- [Task details]:
Drop every picture, then repeat the records exactly.
Records for the exercise Block Start
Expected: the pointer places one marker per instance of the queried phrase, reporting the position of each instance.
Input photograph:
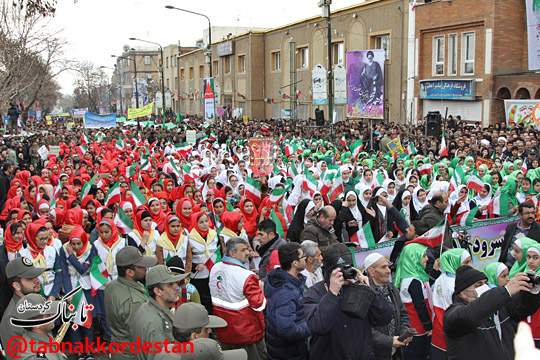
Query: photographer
(341, 310)
(478, 325)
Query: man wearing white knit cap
(385, 338)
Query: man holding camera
(478, 324)
(341, 310)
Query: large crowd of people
(180, 241)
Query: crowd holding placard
(151, 226)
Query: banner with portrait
(261, 154)
(365, 84)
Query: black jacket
(339, 336)
(534, 233)
(470, 330)
(382, 342)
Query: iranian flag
(411, 150)
(137, 195)
(425, 169)
(475, 182)
(183, 148)
(499, 205)
(123, 222)
(364, 237)
(457, 178)
(279, 226)
(253, 190)
(213, 259)
(338, 188)
(113, 195)
(310, 183)
(131, 171)
(433, 237)
(356, 147)
(120, 145)
(81, 150)
(444, 150)
(466, 217)
(87, 186)
(84, 139)
(278, 194)
(98, 274)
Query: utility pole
(325, 5)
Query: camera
(533, 279)
(349, 272)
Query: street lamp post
(209, 48)
(162, 78)
(136, 85)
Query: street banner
(480, 161)
(95, 121)
(340, 85)
(360, 254)
(365, 84)
(261, 153)
(318, 78)
(521, 112)
(533, 33)
(395, 146)
(140, 112)
(485, 238)
(209, 99)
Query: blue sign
(447, 89)
(95, 121)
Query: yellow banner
(395, 146)
(140, 112)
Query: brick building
(469, 57)
(259, 64)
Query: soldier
(126, 294)
(35, 309)
(154, 320)
(23, 278)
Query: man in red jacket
(238, 299)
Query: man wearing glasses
(526, 227)
(286, 327)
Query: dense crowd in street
(183, 241)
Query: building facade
(277, 64)
(473, 60)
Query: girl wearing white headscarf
(419, 198)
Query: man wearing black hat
(23, 278)
(480, 322)
(126, 294)
(340, 331)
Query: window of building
(452, 54)
(337, 53)
(227, 64)
(467, 53)
(383, 42)
(302, 58)
(242, 63)
(276, 61)
(438, 55)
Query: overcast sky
(95, 29)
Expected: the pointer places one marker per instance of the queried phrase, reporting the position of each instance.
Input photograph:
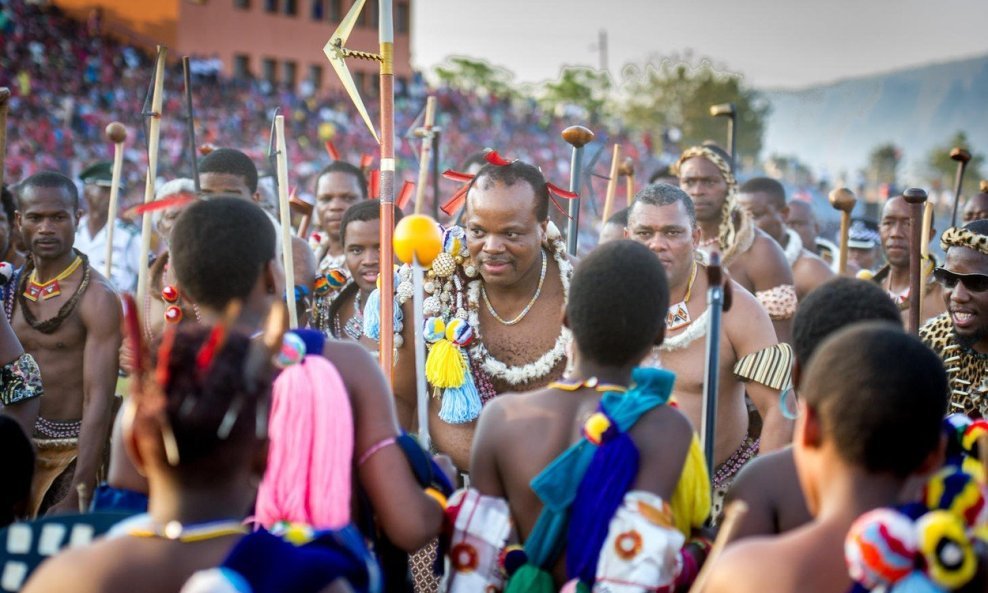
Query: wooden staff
(387, 97)
(337, 55)
(716, 305)
(4, 107)
(305, 209)
(426, 154)
(286, 220)
(611, 185)
(732, 518)
(729, 111)
(925, 248)
(577, 137)
(154, 130)
(117, 134)
(627, 170)
(962, 157)
(843, 199)
(915, 197)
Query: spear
(426, 134)
(915, 197)
(717, 303)
(191, 123)
(154, 130)
(117, 133)
(337, 54)
(962, 157)
(843, 199)
(577, 137)
(627, 171)
(729, 111)
(286, 220)
(611, 184)
(4, 107)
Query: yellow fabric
(691, 500)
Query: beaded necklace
(187, 534)
(49, 326)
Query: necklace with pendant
(678, 315)
(47, 290)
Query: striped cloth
(770, 366)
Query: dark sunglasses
(972, 282)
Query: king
(493, 305)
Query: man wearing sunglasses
(960, 335)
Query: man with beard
(67, 316)
(765, 201)
(91, 237)
(895, 230)
(802, 220)
(662, 218)
(755, 261)
(960, 335)
(498, 289)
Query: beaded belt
(57, 429)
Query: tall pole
(286, 221)
(154, 131)
(4, 107)
(577, 137)
(962, 158)
(426, 154)
(386, 38)
(915, 197)
(117, 134)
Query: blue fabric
(272, 565)
(314, 340)
(610, 475)
(557, 484)
(108, 498)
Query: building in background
(277, 40)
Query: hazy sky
(773, 43)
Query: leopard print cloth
(779, 302)
(967, 370)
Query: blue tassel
(372, 316)
(610, 475)
(461, 404)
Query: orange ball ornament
(419, 236)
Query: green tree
(883, 164)
(584, 88)
(941, 169)
(677, 93)
(476, 76)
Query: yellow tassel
(444, 365)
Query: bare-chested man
(68, 317)
(803, 220)
(229, 171)
(896, 234)
(751, 359)
(510, 285)
(868, 379)
(520, 435)
(769, 484)
(765, 201)
(755, 261)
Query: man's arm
(484, 474)
(750, 330)
(25, 411)
(406, 513)
(810, 272)
(101, 313)
(767, 268)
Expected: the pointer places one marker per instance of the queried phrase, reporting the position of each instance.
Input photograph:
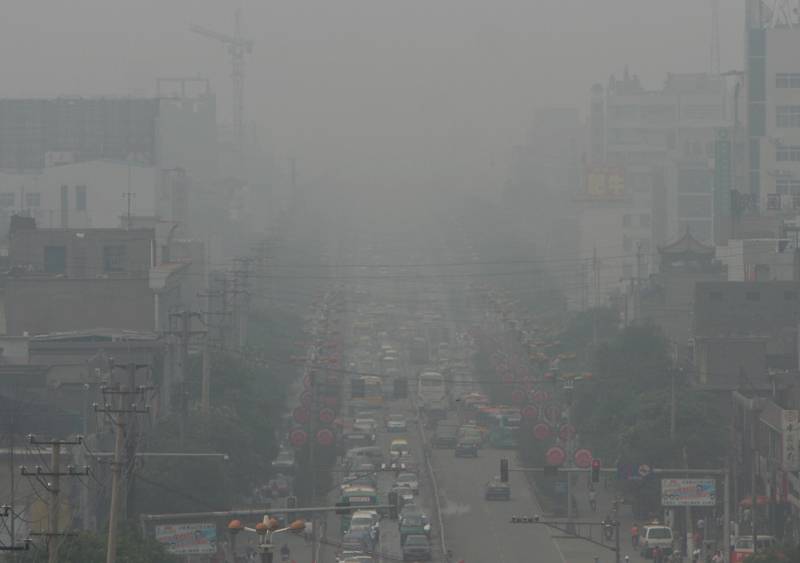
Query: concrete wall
(44, 305)
(757, 260)
(106, 185)
(84, 249)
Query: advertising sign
(688, 492)
(723, 176)
(790, 421)
(188, 539)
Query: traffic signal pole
(724, 473)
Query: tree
(88, 547)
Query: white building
(650, 168)
(773, 104)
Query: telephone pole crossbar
(53, 486)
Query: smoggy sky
(373, 93)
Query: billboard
(688, 492)
(790, 420)
(605, 182)
(188, 539)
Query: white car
(365, 425)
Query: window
(55, 259)
(80, 198)
(788, 154)
(787, 186)
(7, 199)
(787, 116)
(787, 80)
(114, 258)
(33, 199)
(627, 244)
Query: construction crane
(238, 47)
(715, 42)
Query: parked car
(466, 449)
(653, 536)
(396, 423)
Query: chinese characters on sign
(791, 440)
(188, 539)
(688, 492)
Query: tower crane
(238, 46)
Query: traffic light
(595, 470)
(291, 502)
(504, 470)
(357, 388)
(394, 505)
(344, 504)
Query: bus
(431, 390)
(500, 424)
(359, 495)
(366, 392)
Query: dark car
(497, 490)
(416, 547)
(467, 449)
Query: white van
(655, 535)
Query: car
(416, 547)
(366, 520)
(399, 447)
(284, 461)
(405, 493)
(466, 448)
(497, 490)
(365, 425)
(396, 423)
(414, 524)
(409, 480)
(655, 535)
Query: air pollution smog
(362, 282)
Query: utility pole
(185, 333)
(53, 487)
(122, 416)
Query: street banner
(188, 539)
(791, 440)
(688, 492)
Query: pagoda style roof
(687, 244)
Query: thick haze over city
(376, 94)
(368, 281)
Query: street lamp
(265, 529)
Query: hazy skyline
(371, 93)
Records for the exercise Block End
- [Task output]:
Expected: the pointer places one marker per instance of the queried phrase, reporting the position of each instance.
Input photograph:
Query: photographer
(341, 310)
(478, 325)
Query: man wearing white knit cap
(385, 338)
Query: man holding camera
(478, 324)
(341, 310)
Query: large crowd of people
(180, 241)
Query: crowd holding placard
(151, 226)
Query: banner with portrait
(261, 154)
(365, 84)
Query: black jacket
(339, 336)
(534, 233)
(470, 330)
(382, 342)
Query: iranian flag
(411, 150)
(137, 195)
(425, 169)
(475, 182)
(183, 148)
(499, 205)
(123, 222)
(364, 237)
(457, 178)
(279, 226)
(253, 190)
(213, 259)
(338, 188)
(113, 195)
(310, 183)
(131, 171)
(433, 237)
(356, 147)
(120, 145)
(81, 150)
(444, 150)
(466, 217)
(87, 186)
(84, 139)
(278, 194)
(98, 274)
Query: utility pole
(325, 5)
Query: camera
(533, 279)
(349, 272)
Query: street lamp post
(209, 48)
(162, 78)
(136, 85)
Query: street banner
(480, 161)
(95, 121)
(340, 85)
(360, 254)
(365, 84)
(261, 153)
(318, 78)
(521, 112)
(533, 33)
(395, 146)
(140, 112)
(485, 238)
(209, 99)
Query: blue sign
(447, 89)
(95, 121)
Query: yellow banner
(395, 146)
(140, 112)
Query: brick building
(469, 57)
(259, 64)
Query: soldier
(126, 294)
(35, 309)
(154, 320)
(23, 278)
Query: man in red jacket
(238, 299)
Query: man wearing glasses
(526, 227)
(286, 327)
Query: dense crowd in street
(183, 241)
Query: building facade
(277, 64)
(473, 60)
Query: girl wearing white headscarf
(419, 198)
Query: man wearing black hat
(23, 278)
(480, 322)
(126, 294)
(340, 331)
Query: window of building
(452, 54)
(337, 53)
(227, 64)
(467, 53)
(383, 42)
(302, 58)
(242, 63)
(276, 61)
(438, 55)
Query: overcast sky
(95, 29)
Expected: the pointer places one marker per instance of the queried phrase, reporting the position of each instance.
Input photograph:
Query: wooden staff
(387, 97)
(337, 55)
(716, 305)
(4, 107)
(305, 209)
(426, 154)
(286, 220)
(611, 185)
(732, 518)
(729, 111)
(925, 248)
(577, 137)
(154, 130)
(117, 134)
(627, 170)
(962, 157)
(843, 199)
(915, 197)
Query: spear
(426, 134)
(915, 197)
(717, 303)
(191, 123)
(154, 130)
(117, 133)
(337, 54)
(962, 157)
(843, 199)
(577, 137)
(627, 171)
(729, 111)
(286, 220)
(611, 184)
(4, 107)
Query: yellow fabric
(691, 500)
Query: beaded necklace
(187, 534)
(49, 326)
Query: necklace with pendant
(678, 315)
(47, 290)
Query: striped cloth
(770, 366)
Query: dark sunglasses
(972, 282)
Query: king
(493, 305)
Query: man wearing sunglasses
(960, 335)
Query: man with beard
(67, 316)
(765, 201)
(91, 237)
(895, 230)
(802, 220)
(662, 218)
(755, 261)
(960, 335)
(498, 289)
Query: beaded belt
(57, 429)
Query: tall pole
(286, 221)
(154, 131)
(4, 107)
(577, 137)
(962, 158)
(426, 154)
(386, 38)
(915, 197)
(117, 134)
Query: blue fabric
(272, 565)
(314, 340)
(610, 475)
(557, 484)
(108, 498)
Query: building in background
(277, 40)
Query: hazy sky
(773, 43)
Query: leopard print cloth
(779, 302)
(967, 370)
Query: blue tassel
(372, 316)
(610, 475)
(461, 404)
Query: orange ball ornament
(419, 236)
Query: green tree
(883, 164)
(584, 88)
(941, 169)
(677, 93)
(476, 76)
Query: yellow tassel
(444, 365)
Query: bare-chested man
(68, 317)
(803, 220)
(229, 171)
(896, 234)
(751, 359)
(510, 285)
(868, 379)
(520, 435)
(769, 484)
(765, 201)
(755, 261)
Query: man's arm
(484, 474)
(750, 330)
(25, 411)
(406, 513)
(810, 272)
(101, 313)
(767, 268)
Expected: the pointer places one marker per instance of the queried phrase, reporting the position of each instance.
Input photograph:
Query: concrete wall
(44, 305)
(757, 260)
(106, 185)
(84, 249)
Query: advertising sign
(688, 492)
(723, 176)
(790, 421)
(188, 539)
Query: traffic signal pole
(724, 473)
Query: tree
(88, 547)
Query: white building
(650, 168)
(773, 104)
Query: telephone pole crossbar
(53, 486)
Query: smoggy sky
(373, 93)
Query: billboard
(688, 492)
(790, 420)
(605, 182)
(188, 539)
Query: white car
(365, 425)
Query: window
(55, 259)
(80, 198)
(788, 154)
(787, 186)
(7, 199)
(787, 116)
(787, 80)
(114, 258)
(33, 199)
(627, 244)
Query: construction crane
(238, 47)
(715, 42)
Query: parked car
(466, 449)
(653, 536)
(396, 423)
Query: chinese characters on sign
(791, 440)
(188, 539)
(688, 492)
Query: tower crane
(238, 46)
Query: traffic light
(595, 470)
(291, 502)
(504, 470)
(357, 388)
(394, 505)
(344, 504)
Query: bus
(431, 390)
(500, 424)
(359, 495)
(366, 392)
Query: dark car
(497, 490)
(416, 547)
(467, 449)
Query: white van
(655, 535)
Query: car
(416, 547)
(366, 520)
(399, 447)
(284, 461)
(405, 493)
(466, 448)
(497, 490)
(365, 425)
(396, 423)
(414, 524)
(409, 480)
(655, 535)
Query: air pollution smog
(362, 282)
Query: utility pole
(185, 333)
(53, 487)
(122, 416)
Query: street banner
(188, 539)
(791, 440)
(688, 492)
Query: pagoda style roof
(687, 244)
Query: thick haze over city
(376, 94)
(368, 281)
Query: street lamp
(265, 529)
Query: hazy skyline
(371, 93)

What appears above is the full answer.